*Problem to solve:* As the answer, set down the lines below from the one containing "Where can the boy's hand" through the one containing "Where can the boy's fingers", exactly and inclusively, and no others.

*Material provided:*
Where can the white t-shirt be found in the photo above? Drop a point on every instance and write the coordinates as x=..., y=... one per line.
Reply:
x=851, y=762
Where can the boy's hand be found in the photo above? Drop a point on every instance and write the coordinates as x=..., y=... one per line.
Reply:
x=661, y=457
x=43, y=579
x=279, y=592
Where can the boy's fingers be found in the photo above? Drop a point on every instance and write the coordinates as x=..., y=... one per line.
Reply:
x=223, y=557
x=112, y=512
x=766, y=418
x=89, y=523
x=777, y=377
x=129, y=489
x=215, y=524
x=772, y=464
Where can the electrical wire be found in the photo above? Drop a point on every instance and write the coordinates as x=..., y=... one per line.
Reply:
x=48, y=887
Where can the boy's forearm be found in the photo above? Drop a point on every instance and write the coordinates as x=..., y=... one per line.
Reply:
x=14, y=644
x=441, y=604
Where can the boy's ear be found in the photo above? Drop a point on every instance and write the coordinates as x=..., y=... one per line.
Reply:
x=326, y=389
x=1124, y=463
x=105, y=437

*Answer box:*
Where can the boy's hand be found in the photo above? Drop a point on every instance and write the coordinates as x=..., y=... one per line.
Reply:
x=661, y=457
x=43, y=579
x=279, y=592
Where can the boy's fingers be found in the photo above? Drop a point on every instance and write the coordinates as x=..., y=... one per line.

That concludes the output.